**Extracted text:**
>>>>

More importantly, you can see my wood pile   its sort of funny that from the front our house looks like a cute little cottage. From the back, its this....


----------



## Dobish (Jan 18, 2019)

we have passed the roof inspection (and the inspector never got on the roof), and everything is dried in. Sheathing inspection failed because the panel that they had to remove to weld behind wasn't fastened, and when he pounded on the sheathing over the windows, it was loose (duh!)


----------



## Dobish (Jan 18, 2019)

They solved the inspector issue by cutting out the windows... 





View from the inside... hopefully when I get home this afternoon, there will be a few walls up


----------



## Dobish (Jan 23, 2019)

lower level walls are up- View from the corner of the kitchen.





View from the laundry room looking into the kitchen/living space.





We are running into some issues with the way they designed the deck. the thing is basically completely overkill. They wanted to do a 15" LVL, then 2x10's doubled up over it.  INSANE!


----------



## xman23 (Jan 23, 2019)

The framed out walls look to be off the floor, why? Whats the shim material under the walls?  Not understanding the deck LVL beam. Is there another deck they haven't built?


----------



## Dobish (Jan 24, 2019)

xman23 said:


> The framed out walls look to be off the floor, why? Whats the shim material under the walls?  Not understanding the deck LVL beam. Is there another deck they haven't built?


Building code requires floating walls in basements,  with a 2" gap and pressure treated wood directly on the concrete.  This way when the floor shifts. The drywall doesn't become structural.

We are building a big deck that they haven't started yet.  The deck goes over our existing roof and off the back.


----------



## xman23 (Jan 24, 2019)

I haven't heard of the code requirement. I'm guessing the issue is the floor settlesand would take the wall down. So the walls are hanging and will have pins into the slab that allow the floor to slide.

<<<<

**Exercise requirements:**
A. Could you print the whole house-building thread above, keeping every word and line unchanged?
B. Which lines in the rows below contain the word "railing"? Return each of those lines in full, and treat uppercase and lowercase as different.

[Position identification records]
>>>>

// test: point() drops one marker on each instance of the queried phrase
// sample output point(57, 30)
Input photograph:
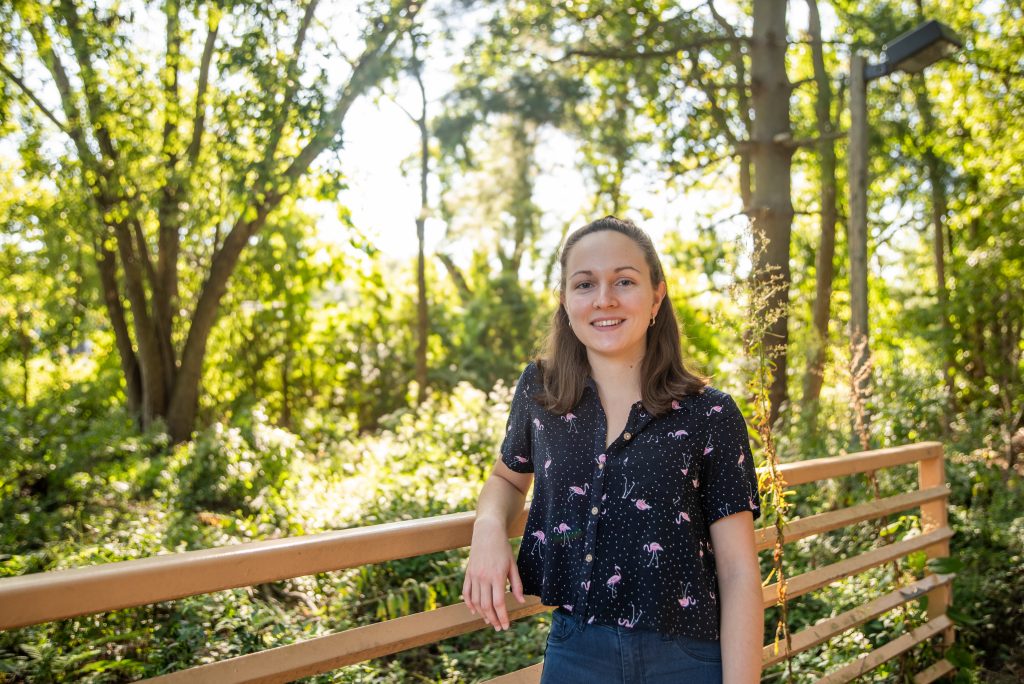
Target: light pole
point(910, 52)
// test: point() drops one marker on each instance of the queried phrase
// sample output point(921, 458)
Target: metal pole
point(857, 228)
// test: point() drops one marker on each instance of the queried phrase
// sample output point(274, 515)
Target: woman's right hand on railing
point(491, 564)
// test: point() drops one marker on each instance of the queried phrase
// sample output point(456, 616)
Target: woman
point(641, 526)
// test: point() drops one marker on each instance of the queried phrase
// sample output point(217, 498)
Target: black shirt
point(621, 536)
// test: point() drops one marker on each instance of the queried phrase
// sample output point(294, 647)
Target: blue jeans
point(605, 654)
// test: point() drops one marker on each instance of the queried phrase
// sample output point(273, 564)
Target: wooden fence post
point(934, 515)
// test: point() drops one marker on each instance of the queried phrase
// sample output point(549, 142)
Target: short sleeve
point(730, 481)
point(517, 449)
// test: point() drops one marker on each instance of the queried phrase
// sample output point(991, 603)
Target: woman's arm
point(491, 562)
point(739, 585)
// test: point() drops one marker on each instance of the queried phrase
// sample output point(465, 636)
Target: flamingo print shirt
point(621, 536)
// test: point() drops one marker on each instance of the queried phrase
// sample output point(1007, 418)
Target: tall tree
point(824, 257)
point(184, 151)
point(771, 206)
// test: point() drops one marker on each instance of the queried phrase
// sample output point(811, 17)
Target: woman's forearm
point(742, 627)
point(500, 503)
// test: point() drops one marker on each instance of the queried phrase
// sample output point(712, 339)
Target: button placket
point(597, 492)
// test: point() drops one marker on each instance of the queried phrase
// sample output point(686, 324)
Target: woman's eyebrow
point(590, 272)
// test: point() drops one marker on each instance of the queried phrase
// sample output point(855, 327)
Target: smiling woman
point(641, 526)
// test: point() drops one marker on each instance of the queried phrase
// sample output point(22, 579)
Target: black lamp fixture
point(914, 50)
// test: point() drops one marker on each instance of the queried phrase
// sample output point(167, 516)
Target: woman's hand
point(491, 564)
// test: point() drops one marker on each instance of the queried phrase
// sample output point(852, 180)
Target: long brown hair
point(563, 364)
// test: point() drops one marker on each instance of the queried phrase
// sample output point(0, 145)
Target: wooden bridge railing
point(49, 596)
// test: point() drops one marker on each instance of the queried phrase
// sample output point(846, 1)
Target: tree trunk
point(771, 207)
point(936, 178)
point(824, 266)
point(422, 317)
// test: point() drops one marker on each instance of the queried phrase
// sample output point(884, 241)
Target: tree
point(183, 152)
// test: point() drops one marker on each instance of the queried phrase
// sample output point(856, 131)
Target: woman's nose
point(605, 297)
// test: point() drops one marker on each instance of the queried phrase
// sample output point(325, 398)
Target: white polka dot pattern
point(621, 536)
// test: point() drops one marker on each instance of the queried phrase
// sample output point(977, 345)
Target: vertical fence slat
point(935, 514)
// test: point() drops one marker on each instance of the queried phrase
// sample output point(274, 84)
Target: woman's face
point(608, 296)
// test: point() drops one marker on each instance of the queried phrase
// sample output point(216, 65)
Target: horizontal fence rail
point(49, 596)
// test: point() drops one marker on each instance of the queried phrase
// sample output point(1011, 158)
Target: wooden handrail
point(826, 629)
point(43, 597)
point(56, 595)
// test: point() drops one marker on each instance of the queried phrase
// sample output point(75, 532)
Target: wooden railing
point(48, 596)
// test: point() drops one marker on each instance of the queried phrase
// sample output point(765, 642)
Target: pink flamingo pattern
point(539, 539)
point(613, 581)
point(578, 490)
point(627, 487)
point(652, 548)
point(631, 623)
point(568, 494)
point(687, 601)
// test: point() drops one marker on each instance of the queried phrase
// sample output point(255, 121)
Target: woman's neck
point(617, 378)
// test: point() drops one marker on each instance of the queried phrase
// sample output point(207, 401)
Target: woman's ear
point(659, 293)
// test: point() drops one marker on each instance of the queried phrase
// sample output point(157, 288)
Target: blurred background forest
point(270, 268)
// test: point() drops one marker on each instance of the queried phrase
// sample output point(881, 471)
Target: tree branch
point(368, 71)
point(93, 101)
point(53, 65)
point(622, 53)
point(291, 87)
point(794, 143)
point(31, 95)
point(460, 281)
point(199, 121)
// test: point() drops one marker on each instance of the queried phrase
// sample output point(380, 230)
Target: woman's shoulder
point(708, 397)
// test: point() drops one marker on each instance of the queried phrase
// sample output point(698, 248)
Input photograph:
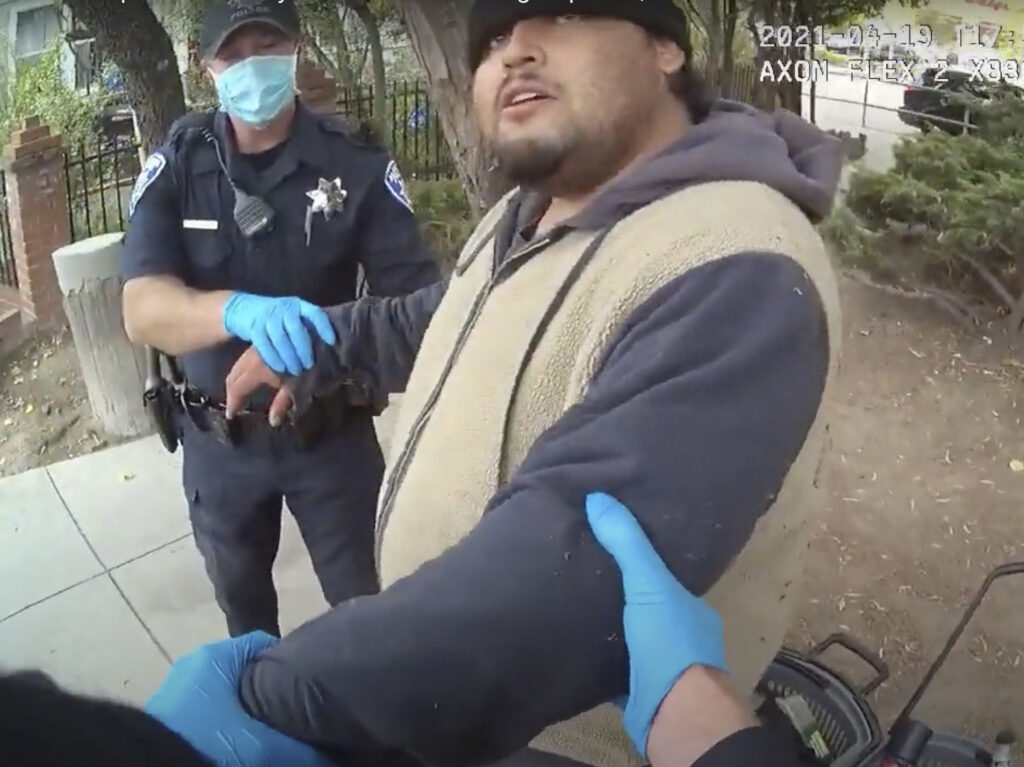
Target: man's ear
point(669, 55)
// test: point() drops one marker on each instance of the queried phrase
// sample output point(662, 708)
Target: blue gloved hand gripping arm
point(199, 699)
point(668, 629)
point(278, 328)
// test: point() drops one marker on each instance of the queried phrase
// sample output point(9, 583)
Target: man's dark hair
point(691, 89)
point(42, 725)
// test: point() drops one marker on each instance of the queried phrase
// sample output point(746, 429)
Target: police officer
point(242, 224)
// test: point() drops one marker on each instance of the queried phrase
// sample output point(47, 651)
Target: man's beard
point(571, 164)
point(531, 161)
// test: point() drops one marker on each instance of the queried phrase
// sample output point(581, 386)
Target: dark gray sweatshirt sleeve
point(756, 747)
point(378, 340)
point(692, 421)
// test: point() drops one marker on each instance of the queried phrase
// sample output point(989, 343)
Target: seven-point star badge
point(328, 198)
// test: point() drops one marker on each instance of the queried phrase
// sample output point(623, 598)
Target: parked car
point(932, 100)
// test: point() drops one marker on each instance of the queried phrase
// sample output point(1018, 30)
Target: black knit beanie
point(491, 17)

<<<<

**Task solutions:**
A.
More importantly, you can see my wood pile   its sort of funny that from the front our house looks like a cute little cottage. From the back, its this....


----------



## Dobish (Jan 18, 2019)

we have passed the roof inspection (and the inspector never got on the roof), and everything is dried in. Sheathing inspection failed because the panel that they had to remove to weld behind wasn't fastened, and when he pounded on the sheathing over the windows, it was loose (duh!)


----------



## Dobish (Jan 18, 2019)

They solved the inspector issue by cutting out the windows... 





View from the inside... hopefully when I get home this afternoon, there will be a few walls up


----------



## Dobish (Jan 23, 2019)

lower level walls are up- View from the corner of the kitchen.





View from the laundry room looking into the kitchen/living space.





We are running into some issues with the way they designed the deck. the thing is basically completely overkill. They wanted to do a 15" LVL, then 2x10's doubled up over it.  INSANE!


----------



## xman23 (Jan 23, 2019)

The framed out walls look to be off the floor, why? Whats the shim material under the walls?  Not understanding the deck LVL beam. Is there another deck they haven't built?


----------



## Dobish (Jan 24, 2019)

xman23 said:


> The framed out walls look to be off the floor, why? Whats the shim material under the walls?  Not understanding the deck LVL beam. Is there another deck they haven't built?


Building code requires floating walls in basements,  with a 2" gap and pressure treated wood directly on the concrete.  This way when the floor shifts. The drywall doesn't become structural.

We are building a big deck that they haven't started yet.  The deck goes over our existing roof and off the back.


----------



## xman23 (Jan 24, 2019)

I haven't heard of the code requirement. I'm guessing the issue is the floor settlesand would take the wall down. So the walls are hanging and will have pins into the slab that allow the floor to slide.

B.
Target: woman's right hand on railing
Target: wooden bridge railing
Target: wooden railing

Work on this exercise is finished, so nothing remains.